_WHAT THE TASK REQUIRES_
Everything in the records must be copied exactly, apart from the pictures.

_DATASET ENTRIES_
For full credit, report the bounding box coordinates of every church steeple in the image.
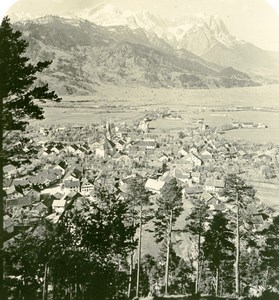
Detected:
[106,120,112,140]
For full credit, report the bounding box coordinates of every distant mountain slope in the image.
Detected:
[13,16,259,95]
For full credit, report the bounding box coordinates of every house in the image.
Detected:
[174,168,190,183]
[145,179,165,194]
[64,180,81,193]
[42,149,52,156]
[64,191,82,202]
[158,153,169,163]
[190,153,203,166]
[4,215,14,233]
[54,161,68,175]
[138,120,149,133]
[242,122,254,129]
[112,152,122,160]
[257,123,267,129]
[115,154,132,166]
[81,179,95,194]
[65,144,80,154]
[89,141,102,151]
[184,186,203,196]
[3,178,12,191]
[201,191,215,202]
[232,121,240,128]
[3,165,17,178]
[210,201,227,212]
[137,139,157,151]
[51,144,64,154]
[64,169,82,182]
[5,185,24,200]
[45,213,61,224]
[189,146,198,154]
[52,199,67,214]
[13,179,30,189]
[6,196,33,208]
[30,176,52,190]
[32,202,48,215]
[200,149,213,160]
[75,147,86,157]
[204,178,225,193]
[25,187,41,203]
[191,172,201,183]
[115,139,126,152]
[95,145,106,158]
[178,148,188,157]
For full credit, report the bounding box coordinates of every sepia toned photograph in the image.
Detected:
[0,0,279,299]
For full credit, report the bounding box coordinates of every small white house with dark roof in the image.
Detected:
[145,179,165,194]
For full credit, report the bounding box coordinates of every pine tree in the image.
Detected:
[223,173,256,297]
[261,215,279,290]
[124,176,153,298]
[0,16,61,298]
[184,197,209,294]
[154,178,183,295]
[203,212,235,296]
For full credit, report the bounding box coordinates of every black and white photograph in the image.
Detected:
[0,0,279,299]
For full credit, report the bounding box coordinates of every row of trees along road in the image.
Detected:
[0,16,61,299]
[1,15,279,300]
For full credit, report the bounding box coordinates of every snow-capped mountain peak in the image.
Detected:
[77,4,236,56]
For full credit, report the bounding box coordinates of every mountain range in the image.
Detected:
[78,4,279,77]
[10,4,279,95]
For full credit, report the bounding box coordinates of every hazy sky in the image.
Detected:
[2,0,279,51]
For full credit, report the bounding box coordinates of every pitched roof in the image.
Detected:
[6,197,32,208]
[201,191,214,202]
[145,179,165,191]
[205,178,225,188]
[64,181,80,188]
[52,199,66,207]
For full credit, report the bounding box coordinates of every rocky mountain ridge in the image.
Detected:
[11,15,264,95]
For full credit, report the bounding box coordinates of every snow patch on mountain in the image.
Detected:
[77,4,239,56]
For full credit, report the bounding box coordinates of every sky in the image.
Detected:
[1,0,279,51]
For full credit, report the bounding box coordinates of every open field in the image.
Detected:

_RESPONSE BOX_
For full credit, report the bounding box coordinates of every church steeple in the image.
Detected:
[106,120,112,140]
For full credit, report the bounding box coordinates of every distant mountain slope in the image.
Detected:
[13,16,259,95]
For full credit, report the bounding box coordinates of every house in the image.
Detected:
[174,168,190,183]
[145,179,165,194]
[64,180,81,193]
[42,149,52,156]
[64,191,82,202]
[158,153,169,163]
[190,153,203,166]
[4,215,14,233]
[54,161,68,175]
[138,120,149,133]
[242,122,254,129]
[112,152,122,160]
[257,123,267,129]
[115,154,132,166]
[81,179,95,194]
[65,144,80,154]
[89,141,102,151]
[184,186,203,196]
[3,178,12,191]
[201,191,215,202]
[232,121,240,128]
[3,165,17,178]
[210,201,227,212]
[137,139,157,151]
[51,144,64,154]
[64,169,82,182]
[5,185,24,200]
[45,213,61,224]
[189,146,198,154]
[52,199,67,214]
[13,179,30,189]
[6,196,33,208]
[30,176,52,190]
[32,202,48,215]
[200,149,213,160]
[75,147,86,157]
[204,178,225,193]
[25,187,41,203]
[191,172,201,183]
[115,139,126,152]
[95,145,106,158]
[178,148,188,157]
For full credit, report the bounding box coordinates of every sepia toned photograph in the image.
Detected:
[0,0,279,299]
For full credit, report the bounding box coordinates of every small white house with dark roof in the image.
Detected:
[145,179,165,194]
For full credit, report the bounding box coordinates of every pine tree in the image.
Detected:
[223,173,256,297]
[261,215,279,290]
[124,176,153,298]
[0,16,61,298]
[184,197,209,294]
[154,178,183,295]
[203,212,235,296]
For full credit, report the bounding box coordinates of every black and white photograph in the image.
Detected:
[0,0,279,299]
For full credit, report the bounding box coordinates of every row of trees along road in the image.
Detected:
[0,16,61,299]
[1,15,279,300]
For full credit, report the bounding box coordinates of every snow-capped mountain peak in the image.
Detected:
[77,4,236,56]
For full credit, report the bounding box coordinates of every mountain range in the image.
Detected:
[78,4,279,77]
[10,4,279,95]
For full credit, report the bounding box coordinates of every hazy sky in the image.
Detected:
[2,0,279,51]
For full credit, report the bounding box coordinates of every pitched roof in the image.
Detected:
[6,197,32,208]
[201,191,214,202]
[145,179,165,191]
[205,178,225,188]
[64,181,80,188]
[52,199,66,207]
For full credit, report the bounding box coordinates of every rocky mountain ridge in the image.
Detected:
[11,15,264,95]
For full credit, report the bounding box coordinates of every snow patch on mountain in the image.
Detected:
[77,4,239,56]
For full credit, report the bounding box coordinates of every sky in the image.
Detected:
[1,0,279,51]
For full credit, report the bounding box coordinates of every open field in the image.
Detected:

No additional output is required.